• WHAT TO WORK ON:
Reproduce every one of the rows below verbatim, character for character.
***** RECORDS FOR PROCESSING *****
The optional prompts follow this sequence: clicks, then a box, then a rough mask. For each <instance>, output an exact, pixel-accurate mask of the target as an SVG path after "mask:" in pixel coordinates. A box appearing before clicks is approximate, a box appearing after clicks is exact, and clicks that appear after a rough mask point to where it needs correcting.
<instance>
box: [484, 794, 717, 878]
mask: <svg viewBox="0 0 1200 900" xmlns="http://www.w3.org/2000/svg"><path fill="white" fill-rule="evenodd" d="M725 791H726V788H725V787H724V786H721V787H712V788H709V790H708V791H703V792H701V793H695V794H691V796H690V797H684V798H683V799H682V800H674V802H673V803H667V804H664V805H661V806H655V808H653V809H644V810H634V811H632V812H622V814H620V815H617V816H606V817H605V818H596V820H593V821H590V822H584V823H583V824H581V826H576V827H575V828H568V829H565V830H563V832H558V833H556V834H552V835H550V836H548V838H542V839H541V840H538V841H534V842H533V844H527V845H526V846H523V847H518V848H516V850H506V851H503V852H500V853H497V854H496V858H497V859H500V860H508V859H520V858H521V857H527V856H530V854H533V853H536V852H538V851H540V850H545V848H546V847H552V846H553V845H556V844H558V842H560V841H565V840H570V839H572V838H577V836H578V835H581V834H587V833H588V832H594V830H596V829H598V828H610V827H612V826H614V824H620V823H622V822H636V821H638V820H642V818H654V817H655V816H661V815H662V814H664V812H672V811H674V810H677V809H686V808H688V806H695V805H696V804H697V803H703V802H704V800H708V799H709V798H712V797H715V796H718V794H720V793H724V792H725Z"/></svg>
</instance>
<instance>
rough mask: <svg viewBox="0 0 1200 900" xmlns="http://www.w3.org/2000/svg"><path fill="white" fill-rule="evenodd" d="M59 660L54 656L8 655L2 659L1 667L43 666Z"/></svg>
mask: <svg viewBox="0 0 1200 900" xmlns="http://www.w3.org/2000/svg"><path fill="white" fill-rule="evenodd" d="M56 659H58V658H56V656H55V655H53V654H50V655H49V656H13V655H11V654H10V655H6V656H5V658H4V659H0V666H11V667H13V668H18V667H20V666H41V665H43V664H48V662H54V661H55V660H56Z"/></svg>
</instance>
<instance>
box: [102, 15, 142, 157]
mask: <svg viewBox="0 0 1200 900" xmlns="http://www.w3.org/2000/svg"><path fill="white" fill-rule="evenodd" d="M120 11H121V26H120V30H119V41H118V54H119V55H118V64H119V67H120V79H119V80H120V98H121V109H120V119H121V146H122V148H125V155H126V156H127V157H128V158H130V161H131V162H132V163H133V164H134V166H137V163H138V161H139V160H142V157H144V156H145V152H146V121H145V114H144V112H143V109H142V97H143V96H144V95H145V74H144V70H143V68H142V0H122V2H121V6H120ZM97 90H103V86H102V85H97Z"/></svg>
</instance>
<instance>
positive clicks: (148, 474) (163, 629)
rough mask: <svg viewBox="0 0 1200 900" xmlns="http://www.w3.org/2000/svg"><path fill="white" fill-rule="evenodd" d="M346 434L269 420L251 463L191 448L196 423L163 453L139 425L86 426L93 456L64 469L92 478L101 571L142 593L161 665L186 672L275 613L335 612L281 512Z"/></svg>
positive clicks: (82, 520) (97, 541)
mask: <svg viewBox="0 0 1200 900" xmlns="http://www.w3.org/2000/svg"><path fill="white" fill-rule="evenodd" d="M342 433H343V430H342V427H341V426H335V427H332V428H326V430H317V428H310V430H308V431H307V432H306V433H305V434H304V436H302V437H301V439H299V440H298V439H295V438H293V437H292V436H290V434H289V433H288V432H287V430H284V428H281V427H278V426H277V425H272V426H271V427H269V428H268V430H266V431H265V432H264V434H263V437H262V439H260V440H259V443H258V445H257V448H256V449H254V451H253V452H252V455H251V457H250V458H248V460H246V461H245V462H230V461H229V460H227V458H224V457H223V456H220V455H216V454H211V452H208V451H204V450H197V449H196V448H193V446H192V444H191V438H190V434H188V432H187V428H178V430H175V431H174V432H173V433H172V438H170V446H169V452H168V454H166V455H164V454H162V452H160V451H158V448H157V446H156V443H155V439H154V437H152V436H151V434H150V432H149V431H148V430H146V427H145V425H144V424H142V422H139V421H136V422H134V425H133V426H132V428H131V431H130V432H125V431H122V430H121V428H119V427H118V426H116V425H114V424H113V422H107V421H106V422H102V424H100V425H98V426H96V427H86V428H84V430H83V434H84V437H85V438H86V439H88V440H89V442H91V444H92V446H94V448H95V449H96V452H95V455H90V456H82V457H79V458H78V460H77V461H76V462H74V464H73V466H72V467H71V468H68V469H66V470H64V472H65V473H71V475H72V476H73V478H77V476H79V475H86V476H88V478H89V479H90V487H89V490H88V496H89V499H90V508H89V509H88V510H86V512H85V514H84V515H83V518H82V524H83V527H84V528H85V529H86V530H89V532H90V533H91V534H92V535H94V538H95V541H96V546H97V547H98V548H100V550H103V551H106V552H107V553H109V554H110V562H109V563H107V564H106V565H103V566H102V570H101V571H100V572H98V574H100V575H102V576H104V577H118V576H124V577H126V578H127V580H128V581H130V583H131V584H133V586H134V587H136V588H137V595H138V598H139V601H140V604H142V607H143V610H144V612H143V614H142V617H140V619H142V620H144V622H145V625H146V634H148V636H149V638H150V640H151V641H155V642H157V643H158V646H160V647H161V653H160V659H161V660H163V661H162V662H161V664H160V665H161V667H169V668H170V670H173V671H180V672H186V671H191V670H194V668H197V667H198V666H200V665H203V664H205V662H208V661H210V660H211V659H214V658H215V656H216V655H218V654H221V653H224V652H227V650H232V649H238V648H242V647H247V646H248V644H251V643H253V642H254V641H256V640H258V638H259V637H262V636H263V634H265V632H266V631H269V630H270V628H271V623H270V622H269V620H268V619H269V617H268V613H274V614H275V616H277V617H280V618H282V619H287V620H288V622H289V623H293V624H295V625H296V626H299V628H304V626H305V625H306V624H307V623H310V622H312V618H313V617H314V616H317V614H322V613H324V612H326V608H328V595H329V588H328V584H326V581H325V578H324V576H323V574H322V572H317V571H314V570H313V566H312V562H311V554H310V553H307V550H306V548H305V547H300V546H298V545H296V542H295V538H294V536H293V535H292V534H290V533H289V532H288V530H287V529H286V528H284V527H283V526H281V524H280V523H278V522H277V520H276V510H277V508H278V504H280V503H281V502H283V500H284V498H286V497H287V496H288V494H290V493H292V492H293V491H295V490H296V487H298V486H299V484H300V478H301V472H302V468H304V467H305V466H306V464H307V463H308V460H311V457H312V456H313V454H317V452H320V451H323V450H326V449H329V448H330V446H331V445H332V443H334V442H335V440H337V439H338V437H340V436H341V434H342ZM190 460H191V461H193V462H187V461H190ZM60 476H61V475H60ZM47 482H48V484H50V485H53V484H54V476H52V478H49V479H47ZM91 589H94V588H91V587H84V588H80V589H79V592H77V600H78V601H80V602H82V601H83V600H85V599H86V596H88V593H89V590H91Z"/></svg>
*****
• ANSWER TO THIS PROBLEM:
The optional prompts follow this sequence: clicks, then a box, then a rough mask. For each <instance>, output an exact, pixel-accurate mask of the target as an SVG path after "mask:" in pixel coordinates. A box appearing before clicks is approximate, a box appearing after clicks is exact, and clicks that appear after a rough mask point to where it needs correcting.
<instance>
box: [484, 794, 717, 878]
mask: <svg viewBox="0 0 1200 900" xmlns="http://www.w3.org/2000/svg"><path fill="white" fill-rule="evenodd" d="M725 791H726V788H725V787H724V786H721V787H712V788H709V790H708V791H703V792H701V793H695V794H691V796H690V797H684V798H683V799H682V800H674V802H673V803H667V804H664V805H661V806H655V808H653V809H644V810H634V811H632V812H622V814H620V815H617V816H606V817H605V818H596V820H593V821H590V822H584V823H583V824H581V826H576V827H575V828H568V829H565V830H563V832H558V833H556V834H552V835H550V836H548V838H542V839H541V840H538V841H534V842H533V844H527V845H526V846H523V847H518V848H516V850H506V851H503V852H500V853H497V854H496V858H497V859H500V860H508V859H520V858H521V857H527V856H530V854H533V853H536V852H538V851H540V850H545V848H546V847H552V846H553V845H556V844H558V842H560V841H565V840H570V839H572V838H577V836H578V835H581V834H587V833H588V832H594V830H596V829H598V828H610V827H612V826H614V824H620V823H622V822H636V821H638V820H642V818H654V817H655V816H661V815H662V814H664V812H672V811H674V810H677V809H686V808H688V806H695V805H696V804H697V803H703V802H704V800H708V799H709V798H712V797H715V796H718V794H720V793H724V792H725Z"/></svg>
</instance>
<instance>
rough mask: <svg viewBox="0 0 1200 900" xmlns="http://www.w3.org/2000/svg"><path fill="white" fill-rule="evenodd" d="M59 660L54 656L8 655L2 659L1 667L43 666Z"/></svg>
mask: <svg viewBox="0 0 1200 900" xmlns="http://www.w3.org/2000/svg"><path fill="white" fill-rule="evenodd" d="M56 659H58V658H56V656H55V655H53V654H50V655H49V656H13V655H11V654H10V655H6V656H5V658H4V659H0V666H11V667H13V668H18V667H20V666H41V665H43V664H48V662H54V661H55V660H56Z"/></svg>
</instance>
<instance>
box: [102, 15, 142, 157]
mask: <svg viewBox="0 0 1200 900" xmlns="http://www.w3.org/2000/svg"><path fill="white" fill-rule="evenodd" d="M120 11H121V26H120V30H119V41H118V54H119V55H118V64H119V67H120V79H119V80H120V98H121V109H120V119H121V146H122V148H125V155H126V156H127V157H128V158H130V161H131V162H132V163H133V164H134V166H137V163H138V161H139V160H142V157H144V156H145V152H146V121H145V114H144V112H143V109H142V97H143V96H144V95H145V74H144V70H143V68H142V0H122V2H121V6H120ZM97 90H103V86H102V85H97Z"/></svg>
</instance>
<instance>
positive clicks: (148, 474) (163, 629)
rough mask: <svg viewBox="0 0 1200 900" xmlns="http://www.w3.org/2000/svg"><path fill="white" fill-rule="evenodd" d="M346 434L269 420L251 463L191 448L196 423L163 453L139 425L86 426L93 456L64 469L92 478L101 571L142 593L161 665L186 672L275 613L335 612L281 512Z"/></svg>
positive clicks: (82, 520) (97, 541)
mask: <svg viewBox="0 0 1200 900" xmlns="http://www.w3.org/2000/svg"><path fill="white" fill-rule="evenodd" d="M342 433H343V430H342V427H341V426H335V427H332V428H326V430H317V428H310V430H308V431H307V432H306V433H305V434H304V436H302V437H301V439H299V440H298V439H295V438H293V437H292V436H290V434H289V433H288V432H287V430H284V428H281V427H278V426H277V425H272V426H271V427H269V428H268V430H266V431H265V432H264V434H263V437H262V439H260V440H259V443H258V445H257V448H256V449H254V451H253V452H252V455H251V457H250V458H248V460H246V461H245V462H230V461H229V460H227V458H224V457H223V456H220V455H216V454H211V452H208V451H204V450H197V449H196V448H193V446H192V444H191V438H190V434H188V432H187V428H178V430H175V431H174V432H173V433H172V438H170V446H169V452H168V454H166V455H164V454H162V452H160V451H158V448H157V446H156V443H155V439H154V437H152V436H151V434H150V432H149V431H148V430H146V427H145V425H144V424H142V422H139V421H136V422H134V425H133V426H132V428H131V431H130V432H125V431H122V430H121V428H119V427H118V426H116V425H114V424H113V422H107V421H106V422H102V424H100V425H98V426H96V427H86V428H84V430H83V434H84V437H85V438H86V439H88V440H89V442H91V444H92V446H94V448H95V449H96V452H95V455H90V456H82V457H79V458H78V460H77V461H76V462H74V464H73V466H72V467H71V468H68V469H66V470H64V472H65V473H71V475H72V476H73V478H77V476H79V475H86V476H88V478H89V479H90V487H89V490H88V496H89V499H90V508H89V509H88V510H86V512H85V514H84V515H83V518H82V524H83V527H84V528H85V529H86V530H89V532H90V533H91V534H92V535H94V538H95V541H96V546H97V547H98V548H100V550H103V551H106V552H107V553H109V554H110V562H109V563H107V564H106V565H103V566H102V570H101V571H100V572H98V574H100V575H102V576H104V577H118V576H124V577H126V578H127V580H128V581H130V583H131V584H133V586H134V587H136V588H137V595H138V598H139V601H140V604H142V607H143V610H144V612H143V614H142V617H140V619H142V620H144V622H145V625H146V634H148V636H149V638H150V640H151V641H155V642H157V643H158V646H160V647H161V653H160V659H161V660H163V661H162V662H161V664H160V665H161V667H169V668H170V670H173V671H180V672H186V671H191V670H194V668H197V667H198V666H200V665H203V664H205V662H208V661H210V660H211V659H214V658H215V656H216V655H218V654H221V653H224V652H227V650H232V649H238V648H242V647H247V646H248V644H251V643H253V642H254V641H256V640H258V638H259V637H262V636H263V634H265V632H266V631H269V630H270V628H271V623H270V622H269V620H268V619H269V617H268V613H274V614H275V616H277V617H280V618H282V619H287V620H288V622H289V623H293V624H295V625H296V626H299V628H304V626H305V625H306V624H307V623H310V622H312V618H313V617H314V616H317V614H322V613H324V612H326V608H328V595H329V588H328V584H326V581H325V578H324V576H323V574H322V572H317V571H314V570H313V566H312V562H311V554H310V553H307V550H306V548H305V547H300V546H298V545H296V542H295V538H294V536H293V535H292V534H290V533H289V532H288V530H287V529H286V528H284V527H283V526H281V524H280V523H278V522H277V520H276V510H277V508H278V504H280V503H281V502H283V500H284V498H286V497H287V496H288V494H290V493H292V492H293V491H295V490H296V487H298V486H299V484H300V478H301V472H302V468H304V467H305V466H306V464H307V463H308V460H311V457H312V456H313V454H317V452H320V451H323V450H326V449H329V448H330V446H331V445H332V443H334V442H335V440H337V439H338V437H340V436H341V434H342ZM190 460H191V461H193V462H187V461H190ZM60 476H61V475H60ZM47 482H48V484H50V485H53V484H54V476H52V478H49V479H47ZM91 589H94V588H91V587H84V588H80V589H79V592H77V600H78V601H80V602H82V601H83V600H85V599H86V596H88V593H89V590H91Z"/></svg>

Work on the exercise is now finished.